Material provided
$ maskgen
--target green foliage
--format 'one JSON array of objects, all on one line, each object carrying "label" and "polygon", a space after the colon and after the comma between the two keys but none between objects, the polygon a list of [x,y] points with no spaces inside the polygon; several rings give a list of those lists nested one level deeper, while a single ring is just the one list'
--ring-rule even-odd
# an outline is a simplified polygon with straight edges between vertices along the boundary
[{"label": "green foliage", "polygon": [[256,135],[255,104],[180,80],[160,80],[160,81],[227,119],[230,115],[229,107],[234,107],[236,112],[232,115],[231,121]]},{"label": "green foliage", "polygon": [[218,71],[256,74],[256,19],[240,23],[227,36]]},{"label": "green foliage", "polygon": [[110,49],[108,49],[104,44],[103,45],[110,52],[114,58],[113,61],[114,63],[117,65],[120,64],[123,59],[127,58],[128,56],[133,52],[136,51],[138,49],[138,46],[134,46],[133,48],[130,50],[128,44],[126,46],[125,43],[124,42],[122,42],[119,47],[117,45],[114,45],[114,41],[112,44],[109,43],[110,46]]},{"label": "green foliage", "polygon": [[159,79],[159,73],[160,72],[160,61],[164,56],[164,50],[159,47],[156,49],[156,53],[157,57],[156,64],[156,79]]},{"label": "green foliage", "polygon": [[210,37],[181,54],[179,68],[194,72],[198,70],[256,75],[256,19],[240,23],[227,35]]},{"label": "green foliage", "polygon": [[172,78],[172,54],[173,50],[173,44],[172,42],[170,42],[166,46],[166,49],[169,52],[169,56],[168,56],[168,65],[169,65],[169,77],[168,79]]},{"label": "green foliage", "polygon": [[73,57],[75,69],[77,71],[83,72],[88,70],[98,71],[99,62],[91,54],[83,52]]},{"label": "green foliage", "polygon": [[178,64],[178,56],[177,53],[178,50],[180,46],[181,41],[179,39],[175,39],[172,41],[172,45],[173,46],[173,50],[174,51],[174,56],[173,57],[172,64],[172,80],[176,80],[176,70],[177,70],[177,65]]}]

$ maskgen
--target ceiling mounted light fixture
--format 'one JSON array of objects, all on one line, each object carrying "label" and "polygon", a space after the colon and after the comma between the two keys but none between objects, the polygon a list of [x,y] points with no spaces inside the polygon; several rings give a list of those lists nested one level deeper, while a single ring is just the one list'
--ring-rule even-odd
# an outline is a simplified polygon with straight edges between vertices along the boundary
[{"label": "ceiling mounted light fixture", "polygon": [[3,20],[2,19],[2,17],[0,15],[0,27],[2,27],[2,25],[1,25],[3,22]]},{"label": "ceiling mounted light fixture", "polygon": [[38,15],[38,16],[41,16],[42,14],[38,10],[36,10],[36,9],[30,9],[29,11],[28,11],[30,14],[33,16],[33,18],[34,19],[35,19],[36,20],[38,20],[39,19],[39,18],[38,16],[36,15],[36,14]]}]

Short exercise
Repeat all of the entries exactly.

Result below
$ maskgen
--target green foliage
--format 'one JSON array of objects, all on one line, each object carrying "label" and "polygon", a space after the colon and after the comma between the two keys but none between objects, the polygon a list of [x,y] points with no spaces inside the polygon; several rings give a list of those lists nested one level deeper, while a single ring is just the one list'
--ring-rule even-odd
# an outline is a simplified polygon with straight edges between vertices along the boundary
[{"label": "green foliage", "polygon": [[256,135],[255,104],[180,80],[160,80],[160,81],[227,119],[230,115],[229,107],[234,107],[236,112],[232,115],[231,121]]},{"label": "green foliage", "polygon": [[218,71],[256,74],[256,19],[240,23],[227,36]]},{"label": "green foliage", "polygon": [[110,49],[108,49],[104,44],[103,45],[110,52],[114,58],[113,61],[114,63],[117,65],[120,64],[123,59],[127,58],[128,56],[133,52],[136,51],[138,49],[138,46],[134,46],[133,48],[130,50],[128,44],[126,46],[125,43],[124,42],[122,42],[119,47],[117,45],[114,45],[114,41],[112,44],[109,43],[110,46]]},{"label": "green foliage", "polygon": [[159,79],[159,73],[160,72],[160,61],[164,56],[164,50],[159,47],[156,49],[156,53],[157,57],[156,64],[156,79]]},{"label": "green foliage", "polygon": [[210,37],[181,54],[179,68],[194,72],[198,70],[256,75],[256,19],[240,23],[227,35]]},{"label": "green foliage", "polygon": [[172,78],[172,54],[173,50],[173,44],[172,42],[170,42],[166,46],[166,49],[169,52],[169,56],[168,56],[168,65],[169,65],[169,77],[168,79]]},{"label": "green foliage", "polygon": [[73,57],[75,69],[77,71],[83,72],[88,70],[98,71],[99,62],[91,54],[83,52]]},{"label": "green foliage", "polygon": [[178,64],[178,56],[177,53],[178,50],[180,46],[181,41],[179,39],[175,39],[172,41],[172,45],[173,46],[173,50],[174,51],[174,56],[173,57],[172,64],[172,80],[176,80],[176,70],[177,70],[177,65]]}]

$ maskgen
--target ceiling mounted light fixture
--format 'one JSON array of objects, all on one line, each object carrying "label" and "polygon", a space after the colon and after the comma between the two keys but none between objects, the polygon a list of [x,y] points with no spaces inside the polygon; several rings give a list of those lists nested one level deeper, while a single ring is just the one list'
--ring-rule even-odd
# an outline is a simplified polygon with straight edges between vertices along the boundary
[{"label": "ceiling mounted light fixture", "polygon": [[3,20],[2,19],[2,17],[0,15],[0,27],[2,27],[2,25],[1,25],[3,22]]},{"label": "ceiling mounted light fixture", "polygon": [[38,15],[38,16],[41,16],[42,14],[38,10],[36,10],[36,9],[30,9],[29,11],[28,11],[30,14],[33,16],[33,18],[34,19],[35,19],[36,20],[38,20],[39,19],[39,18],[38,16],[36,15],[36,14]]}]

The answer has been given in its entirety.